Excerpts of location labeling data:

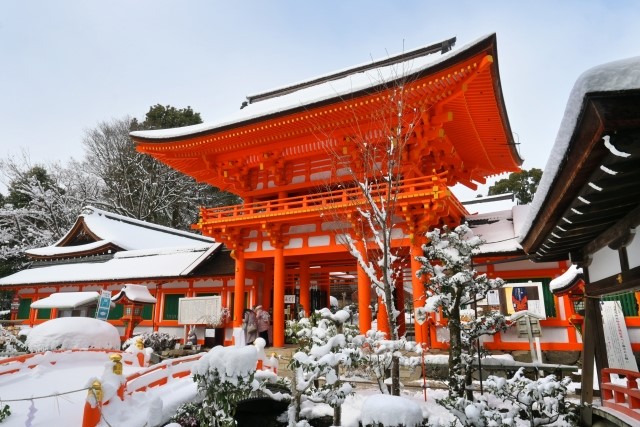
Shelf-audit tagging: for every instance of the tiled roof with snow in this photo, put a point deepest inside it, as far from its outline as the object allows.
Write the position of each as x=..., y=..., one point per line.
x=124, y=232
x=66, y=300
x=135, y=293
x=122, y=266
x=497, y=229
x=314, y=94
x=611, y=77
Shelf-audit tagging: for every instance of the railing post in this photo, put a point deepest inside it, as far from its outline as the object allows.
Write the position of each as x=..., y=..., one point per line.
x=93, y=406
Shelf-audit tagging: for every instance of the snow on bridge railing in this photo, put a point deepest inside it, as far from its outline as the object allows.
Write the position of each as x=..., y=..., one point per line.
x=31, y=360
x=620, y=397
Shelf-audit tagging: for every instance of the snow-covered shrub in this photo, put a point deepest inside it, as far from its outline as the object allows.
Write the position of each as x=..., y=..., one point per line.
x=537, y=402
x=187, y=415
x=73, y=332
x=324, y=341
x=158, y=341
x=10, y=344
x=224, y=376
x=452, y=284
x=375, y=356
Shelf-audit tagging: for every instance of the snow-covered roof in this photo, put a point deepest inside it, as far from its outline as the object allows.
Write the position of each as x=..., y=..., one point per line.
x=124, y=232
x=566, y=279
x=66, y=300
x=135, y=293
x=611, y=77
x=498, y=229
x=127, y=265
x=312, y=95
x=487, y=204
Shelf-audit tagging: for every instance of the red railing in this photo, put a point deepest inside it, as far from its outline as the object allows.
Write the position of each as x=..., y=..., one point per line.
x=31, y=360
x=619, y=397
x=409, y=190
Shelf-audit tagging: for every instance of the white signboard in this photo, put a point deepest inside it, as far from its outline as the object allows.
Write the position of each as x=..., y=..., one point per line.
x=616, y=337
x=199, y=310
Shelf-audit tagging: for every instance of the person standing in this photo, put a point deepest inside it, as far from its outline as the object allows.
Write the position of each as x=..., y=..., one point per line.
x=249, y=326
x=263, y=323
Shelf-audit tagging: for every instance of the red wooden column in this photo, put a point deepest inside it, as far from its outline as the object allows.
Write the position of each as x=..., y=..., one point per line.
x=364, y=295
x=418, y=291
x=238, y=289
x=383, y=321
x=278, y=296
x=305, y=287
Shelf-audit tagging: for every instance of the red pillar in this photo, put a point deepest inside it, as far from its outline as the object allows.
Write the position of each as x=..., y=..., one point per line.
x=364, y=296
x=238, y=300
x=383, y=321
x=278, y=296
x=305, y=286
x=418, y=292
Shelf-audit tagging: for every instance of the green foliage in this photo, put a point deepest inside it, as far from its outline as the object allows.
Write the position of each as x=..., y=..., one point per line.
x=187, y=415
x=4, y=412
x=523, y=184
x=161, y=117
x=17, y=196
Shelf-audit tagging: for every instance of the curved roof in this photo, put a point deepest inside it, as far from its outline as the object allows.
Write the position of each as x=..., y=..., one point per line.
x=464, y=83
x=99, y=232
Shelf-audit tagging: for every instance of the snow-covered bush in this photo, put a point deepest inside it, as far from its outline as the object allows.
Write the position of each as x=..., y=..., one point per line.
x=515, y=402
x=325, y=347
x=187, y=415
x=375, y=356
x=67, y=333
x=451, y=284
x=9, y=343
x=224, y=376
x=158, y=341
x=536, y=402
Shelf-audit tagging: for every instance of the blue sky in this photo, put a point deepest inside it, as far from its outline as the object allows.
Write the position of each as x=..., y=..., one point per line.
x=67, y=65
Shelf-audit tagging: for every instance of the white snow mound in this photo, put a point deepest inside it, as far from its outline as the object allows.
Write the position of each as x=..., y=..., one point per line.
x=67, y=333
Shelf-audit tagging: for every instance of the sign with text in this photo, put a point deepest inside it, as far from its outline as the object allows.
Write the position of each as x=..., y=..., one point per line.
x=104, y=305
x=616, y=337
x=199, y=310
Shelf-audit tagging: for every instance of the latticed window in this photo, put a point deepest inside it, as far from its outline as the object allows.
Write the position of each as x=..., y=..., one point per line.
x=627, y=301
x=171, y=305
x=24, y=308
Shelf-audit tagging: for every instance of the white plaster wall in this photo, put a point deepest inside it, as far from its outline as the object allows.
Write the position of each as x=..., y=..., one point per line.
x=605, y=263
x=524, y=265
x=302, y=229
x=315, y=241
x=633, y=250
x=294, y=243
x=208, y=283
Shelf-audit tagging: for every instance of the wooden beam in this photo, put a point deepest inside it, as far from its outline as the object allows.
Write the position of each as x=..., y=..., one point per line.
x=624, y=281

(What you should do)
Copy the lines above again word for word, leaving out the pictures.

(Expected answer)
Shelf-audit tagging: for every instance of the tiled roof with snow in this photo, put a point deepest inside it, as far from its outline as the object allows.
Write the position of each as x=..., y=..., one point per line.
x=124, y=232
x=66, y=300
x=135, y=293
x=122, y=266
x=497, y=229
x=314, y=94
x=611, y=77
Shelf-audit tagging: for every instance of the railing post in this photo, put a point deepest inside it, as far from its outline as the object allows.
Write the position of each as x=..., y=..., one point per line.
x=93, y=406
Shelf-audit tagging: for every instance of the snow on bridge railing in this photo, put a point deepest inside it, as far from its outline as the object allows.
Write the position of each as x=..., y=..., one point per line.
x=31, y=360
x=620, y=397
Shelf-audit tagging: for every instance of the snow-covered shrub in this photo, put a point deepest inside it, as far from its outline as the object allows.
Write the position of each as x=..., y=..., one point per line.
x=537, y=402
x=187, y=415
x=73, y=332
x=324, y=341
x=158, y=341
x=10, y=344
x=224, y=376
x=452, y=284
x=375, y=356
Shelf-audit tagging: for every instance of the snow-covered roof in this photo, put a point deepest inside it, as far from its outline as the object allows.
Write the position of each as x=..., y=..., one point per line.
x=124, y=232
x=566, y=279
x=66, y=300
x=135, y=293
x=611, y=77
x=498, y=229
x=127, y=265
x=312, y=95
x=487, y=204
Shelf-audit tagging: for every instance of the red railing in this photo, put a point deepest inside it, as far from its outline as the object allows.
Write the position of each as x=..., y=..., one point per line.
x=31, y=360
x=619, y=397
x=409, y=190
Shelf-audit tagging: for every instance of the white signboard in this photo, put a point deepest inside it, as far from its outline as the object allows.
Write the position of each as x=..., y=..., one point per line.
x=616, y=337
x=199, y=310
Shelf-audit tagging: for every instance of the person standing in this photo, put a point deepest inside it, as far from its outline as the object allows.
Write the position of each as x=..., y=..., one point per line.
x=249, y=326
x=263, y=323
Shelf-audit tagging: for every instance of the red wooden column in this photo, put a point deepest inside it, as far from its outline as the object allows.
Write the position of each as x=..., y=..., one point per line.
x=364, y=295
x=418, y=291
x=238, y=289
x=383, y=321
x=278, y=296
x=305, y=287
Shelf-audit tagging: for every instance of the red pillar in this photo, put a point deepest inside it, as far from its outline as the object allows.
Write the position of each as x=..., y=..., one point per line.
x=364, y=296
x=238, y=300
x=383, y=321
x=278, y=296
x=305, y=286
x=418, y=292
Shelf-audit tagging: for every instance of the green foliage in this photo, put a point deepest inside it, as far from its outline as the object allows.
Write the position of each as x=..., y=..., one point per line.
x=187, y=415
x=4, y=412
x=523, y=184
x=161, y=117
x=17, y=196
Shelf-audit tagging: for every instance of the curved roof in this photo, put a point deepest inside it, as far from its outline as the object allows.
Write the position of each as x=..., y=..., one point per line.
x=464, y=83
x=99, y=232
Shelf-audit tagging: for every instance of the snow-covered bush in this photo, put a point deepest inside it, as far from its outline as the object allows.
Write the position of each as x=..., y=..., one point per line.
x=515, y=402
x=325, y=347
x=187, y=415
x=375, y=356
x=67, y=333
x=451, y=284
x=9, y=343
x=224, y=376
x=158, y=341
x=536, y=402
Shelf-audit tagging: for every instance of the blue sky in this photo, put a point deepest inside it, as far from its outline as the object allows.
Write the position of each as x=..., y=..., one point per line.
x=67, y=65
Shelf-audit tagging: for every instance of the white snow mound in this photo, put a point deepest inside it, as far from its outline as the object allows.
Write the position of each as x=..., y=..., one point per line.
x=67, y=333
Shelf-audit tagging: for every instance of the sign with text in this photo, put a point deepest inside it, as far from its outline as the object allows.
Write the position of each as x=..., y=..., one point per line.
x=104, y=305
x=616, y=337
x=199, y=310
Shelf-audit tagging: for every instance of the latticed window in this photo, put a point deepest inside it, as far from its outline as the object allows.
Write the position of each as x=..., y=..., one point per line.
x=627, y=301
x=171, y=305
x=24, y=308
Shelf-audit tagging: for every instance of the white plaster wall in this photo, put a point deepest inside it, as far from its outline as the object allows.
Write the position of each as x=..., y=..., one point per line.
x=605, y=263
x=524, y=265
x=302, y=229
x=315, y=241
x=633, y=250
x=294, y=243
x=208, y=283
Shelf-audit tagging: for every instance of the wooden beam in this photo, put a point deepest inside it, as far from its outline as the object allows.
Write the position of each as x=..., y=..., one point per line.
x=624, y=281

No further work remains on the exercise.